> [EXERCISE]:
From the listing below, copy only the lines from the line that contains "box: [35, 228, 91, 264]" to the line that contains "244L213 250L148 334L145", counting those two lines as part of the copy.

Start of MATERIAL FOR THE TASK

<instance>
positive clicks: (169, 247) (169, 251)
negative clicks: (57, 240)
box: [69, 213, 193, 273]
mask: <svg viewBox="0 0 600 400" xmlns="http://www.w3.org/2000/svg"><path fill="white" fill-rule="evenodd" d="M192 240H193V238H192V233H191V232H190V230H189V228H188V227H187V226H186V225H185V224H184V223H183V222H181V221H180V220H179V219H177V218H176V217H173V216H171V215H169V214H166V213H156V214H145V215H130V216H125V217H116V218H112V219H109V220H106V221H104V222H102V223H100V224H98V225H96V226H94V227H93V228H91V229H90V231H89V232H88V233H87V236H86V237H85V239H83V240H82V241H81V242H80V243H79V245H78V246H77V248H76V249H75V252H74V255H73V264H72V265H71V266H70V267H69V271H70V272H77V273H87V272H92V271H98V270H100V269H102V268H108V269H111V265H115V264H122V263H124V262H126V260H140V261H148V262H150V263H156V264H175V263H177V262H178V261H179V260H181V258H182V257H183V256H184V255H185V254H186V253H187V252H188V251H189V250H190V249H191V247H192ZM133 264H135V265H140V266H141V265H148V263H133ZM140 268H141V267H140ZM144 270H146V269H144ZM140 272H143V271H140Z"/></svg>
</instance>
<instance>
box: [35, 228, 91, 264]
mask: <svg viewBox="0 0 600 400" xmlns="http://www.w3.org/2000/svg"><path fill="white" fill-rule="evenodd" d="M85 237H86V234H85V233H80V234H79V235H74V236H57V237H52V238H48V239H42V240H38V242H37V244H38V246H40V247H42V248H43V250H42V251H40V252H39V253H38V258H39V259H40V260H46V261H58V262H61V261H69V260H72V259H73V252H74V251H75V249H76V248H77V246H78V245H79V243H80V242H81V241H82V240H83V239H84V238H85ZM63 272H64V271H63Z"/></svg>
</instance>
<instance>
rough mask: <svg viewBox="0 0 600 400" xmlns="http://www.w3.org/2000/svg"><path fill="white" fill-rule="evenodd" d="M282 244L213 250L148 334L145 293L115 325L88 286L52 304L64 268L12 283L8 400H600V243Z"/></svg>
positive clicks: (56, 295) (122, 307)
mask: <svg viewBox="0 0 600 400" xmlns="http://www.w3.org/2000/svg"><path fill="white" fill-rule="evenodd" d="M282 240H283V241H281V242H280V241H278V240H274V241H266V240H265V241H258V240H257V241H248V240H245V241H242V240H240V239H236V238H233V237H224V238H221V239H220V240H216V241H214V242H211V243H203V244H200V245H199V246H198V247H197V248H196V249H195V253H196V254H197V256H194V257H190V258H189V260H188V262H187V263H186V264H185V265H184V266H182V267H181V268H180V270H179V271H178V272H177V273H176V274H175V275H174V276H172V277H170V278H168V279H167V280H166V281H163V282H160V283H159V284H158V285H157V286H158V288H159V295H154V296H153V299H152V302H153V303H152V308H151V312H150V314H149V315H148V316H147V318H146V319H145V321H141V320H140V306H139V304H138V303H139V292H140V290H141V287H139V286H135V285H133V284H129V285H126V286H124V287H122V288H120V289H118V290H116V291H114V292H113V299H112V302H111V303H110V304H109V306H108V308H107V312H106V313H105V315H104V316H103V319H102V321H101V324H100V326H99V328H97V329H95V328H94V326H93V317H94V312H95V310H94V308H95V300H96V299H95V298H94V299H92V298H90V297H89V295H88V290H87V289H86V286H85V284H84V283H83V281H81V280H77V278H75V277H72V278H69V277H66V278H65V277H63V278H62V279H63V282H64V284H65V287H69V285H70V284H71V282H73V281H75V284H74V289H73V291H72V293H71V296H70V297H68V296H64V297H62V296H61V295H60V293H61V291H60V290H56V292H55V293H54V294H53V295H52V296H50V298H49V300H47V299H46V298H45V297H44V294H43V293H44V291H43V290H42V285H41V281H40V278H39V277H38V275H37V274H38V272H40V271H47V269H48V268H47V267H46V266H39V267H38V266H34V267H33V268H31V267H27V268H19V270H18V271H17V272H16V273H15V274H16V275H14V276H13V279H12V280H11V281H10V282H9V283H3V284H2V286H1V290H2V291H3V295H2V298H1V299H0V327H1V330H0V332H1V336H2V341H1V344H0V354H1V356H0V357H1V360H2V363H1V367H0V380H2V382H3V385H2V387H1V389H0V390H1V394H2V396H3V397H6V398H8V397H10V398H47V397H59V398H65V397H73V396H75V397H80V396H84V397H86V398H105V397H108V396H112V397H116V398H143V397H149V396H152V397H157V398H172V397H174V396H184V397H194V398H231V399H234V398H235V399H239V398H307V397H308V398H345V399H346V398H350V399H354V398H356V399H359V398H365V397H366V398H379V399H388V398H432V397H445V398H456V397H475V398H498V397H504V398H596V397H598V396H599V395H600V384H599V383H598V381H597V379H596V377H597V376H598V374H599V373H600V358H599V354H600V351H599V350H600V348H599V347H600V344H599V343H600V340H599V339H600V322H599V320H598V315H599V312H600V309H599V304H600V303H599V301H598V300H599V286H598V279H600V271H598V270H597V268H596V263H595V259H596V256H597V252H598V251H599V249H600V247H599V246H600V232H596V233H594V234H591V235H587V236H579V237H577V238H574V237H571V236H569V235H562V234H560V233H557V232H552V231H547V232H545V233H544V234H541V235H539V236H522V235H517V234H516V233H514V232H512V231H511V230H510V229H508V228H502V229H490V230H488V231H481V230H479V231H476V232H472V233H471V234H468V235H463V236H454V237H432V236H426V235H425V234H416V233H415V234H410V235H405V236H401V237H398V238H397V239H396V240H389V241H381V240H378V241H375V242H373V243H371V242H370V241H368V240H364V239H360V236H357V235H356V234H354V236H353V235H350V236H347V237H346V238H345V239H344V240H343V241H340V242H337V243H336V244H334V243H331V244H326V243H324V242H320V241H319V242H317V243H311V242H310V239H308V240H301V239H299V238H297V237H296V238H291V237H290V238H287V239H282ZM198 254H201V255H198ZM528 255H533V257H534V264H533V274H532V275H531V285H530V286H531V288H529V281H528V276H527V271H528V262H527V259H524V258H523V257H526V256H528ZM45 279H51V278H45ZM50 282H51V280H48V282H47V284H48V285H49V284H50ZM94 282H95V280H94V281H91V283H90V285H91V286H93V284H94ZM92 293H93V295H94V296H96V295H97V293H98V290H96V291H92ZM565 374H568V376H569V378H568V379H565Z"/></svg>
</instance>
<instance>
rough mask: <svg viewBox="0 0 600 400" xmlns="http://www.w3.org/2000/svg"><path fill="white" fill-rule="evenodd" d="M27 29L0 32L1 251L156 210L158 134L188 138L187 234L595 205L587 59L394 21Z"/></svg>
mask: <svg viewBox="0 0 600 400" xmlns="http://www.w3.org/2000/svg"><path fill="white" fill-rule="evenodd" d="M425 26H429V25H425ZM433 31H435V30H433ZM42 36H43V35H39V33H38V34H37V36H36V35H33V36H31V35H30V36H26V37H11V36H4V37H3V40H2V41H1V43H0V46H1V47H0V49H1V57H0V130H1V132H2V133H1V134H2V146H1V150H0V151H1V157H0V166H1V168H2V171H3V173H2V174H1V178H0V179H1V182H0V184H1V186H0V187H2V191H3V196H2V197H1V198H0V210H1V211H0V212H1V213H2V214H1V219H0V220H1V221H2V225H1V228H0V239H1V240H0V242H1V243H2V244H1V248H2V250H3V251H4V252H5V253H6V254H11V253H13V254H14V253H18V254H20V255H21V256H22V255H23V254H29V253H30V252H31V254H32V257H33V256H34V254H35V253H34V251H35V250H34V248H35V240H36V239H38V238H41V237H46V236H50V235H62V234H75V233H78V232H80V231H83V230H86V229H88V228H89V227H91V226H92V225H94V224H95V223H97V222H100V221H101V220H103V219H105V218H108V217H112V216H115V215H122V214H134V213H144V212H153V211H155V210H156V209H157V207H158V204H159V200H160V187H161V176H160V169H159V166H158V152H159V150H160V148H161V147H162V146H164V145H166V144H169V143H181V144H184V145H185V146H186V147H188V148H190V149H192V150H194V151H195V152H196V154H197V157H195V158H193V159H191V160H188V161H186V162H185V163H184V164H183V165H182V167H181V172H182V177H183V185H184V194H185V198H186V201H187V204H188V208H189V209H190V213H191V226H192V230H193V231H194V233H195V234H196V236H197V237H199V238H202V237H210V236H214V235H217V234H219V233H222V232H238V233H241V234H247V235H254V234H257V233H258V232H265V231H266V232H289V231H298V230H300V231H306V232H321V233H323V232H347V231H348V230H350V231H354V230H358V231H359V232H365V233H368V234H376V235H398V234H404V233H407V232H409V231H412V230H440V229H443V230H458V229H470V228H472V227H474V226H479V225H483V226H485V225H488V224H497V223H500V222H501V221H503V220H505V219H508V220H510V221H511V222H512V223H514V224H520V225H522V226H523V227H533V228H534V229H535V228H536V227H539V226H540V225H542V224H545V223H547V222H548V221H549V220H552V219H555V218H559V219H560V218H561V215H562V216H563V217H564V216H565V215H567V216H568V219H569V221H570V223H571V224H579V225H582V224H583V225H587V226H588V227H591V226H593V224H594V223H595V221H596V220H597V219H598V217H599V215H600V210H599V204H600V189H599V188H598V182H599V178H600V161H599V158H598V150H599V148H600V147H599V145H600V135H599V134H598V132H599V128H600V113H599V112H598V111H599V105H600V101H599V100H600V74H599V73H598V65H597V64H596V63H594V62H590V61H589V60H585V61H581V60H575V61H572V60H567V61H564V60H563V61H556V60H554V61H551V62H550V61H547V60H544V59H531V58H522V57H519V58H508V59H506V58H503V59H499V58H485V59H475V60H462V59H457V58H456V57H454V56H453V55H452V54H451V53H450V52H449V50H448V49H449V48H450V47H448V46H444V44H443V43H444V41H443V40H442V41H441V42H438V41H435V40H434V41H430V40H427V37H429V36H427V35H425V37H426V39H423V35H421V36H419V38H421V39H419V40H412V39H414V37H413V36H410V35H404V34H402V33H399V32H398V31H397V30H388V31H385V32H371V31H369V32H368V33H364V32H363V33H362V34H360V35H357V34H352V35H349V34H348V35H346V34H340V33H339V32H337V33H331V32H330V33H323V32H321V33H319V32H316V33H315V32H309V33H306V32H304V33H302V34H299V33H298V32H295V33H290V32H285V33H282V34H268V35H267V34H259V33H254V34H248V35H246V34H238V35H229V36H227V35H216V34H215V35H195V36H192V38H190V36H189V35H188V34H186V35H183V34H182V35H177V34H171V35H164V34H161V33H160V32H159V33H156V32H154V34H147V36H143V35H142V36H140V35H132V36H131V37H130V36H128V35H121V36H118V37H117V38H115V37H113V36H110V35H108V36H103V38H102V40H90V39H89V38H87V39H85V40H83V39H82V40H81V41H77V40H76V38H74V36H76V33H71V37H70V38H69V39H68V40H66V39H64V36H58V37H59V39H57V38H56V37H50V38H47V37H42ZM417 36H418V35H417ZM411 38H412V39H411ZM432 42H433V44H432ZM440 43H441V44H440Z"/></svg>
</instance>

End of MATERIAL FOR THE TASK

> [EXPECTED ANSWER]:
box: [35, 228, 91, 264]
mask: <svg viewBox="0 0 600 400" xmlns="http://www.w3.org/2000/svg"><path fill="white" fill-rule="evenodd" d="M85 237H86V234H85V233H80V234H79V235H74V236H57V237H52V238H48V239H42V240H38V242H37V244H38V246H40V247H42V248H43V250H42V251H40V252H39V253H38V258H39V259H40V260H46V261H58V262H61V261H69V260H72V259H73V252H74V251H75V249H76V248H77V246H78V245H79V243H80V242H81V241H82V240H83V239H84V238H85ZM63 272H64V271H63Z"/></svg>
</instance>
<instance>
rough mask: <svg viewBox="0 0 600 400" xmlns="http://www.w3.org/2000/svg"><path fill="white" fill-rule="evenodd" d="M282 244L213 250L148 334L145 293L115 325L88 286L52 304L64 268L12 283L8 400H600V243Z"/></svg>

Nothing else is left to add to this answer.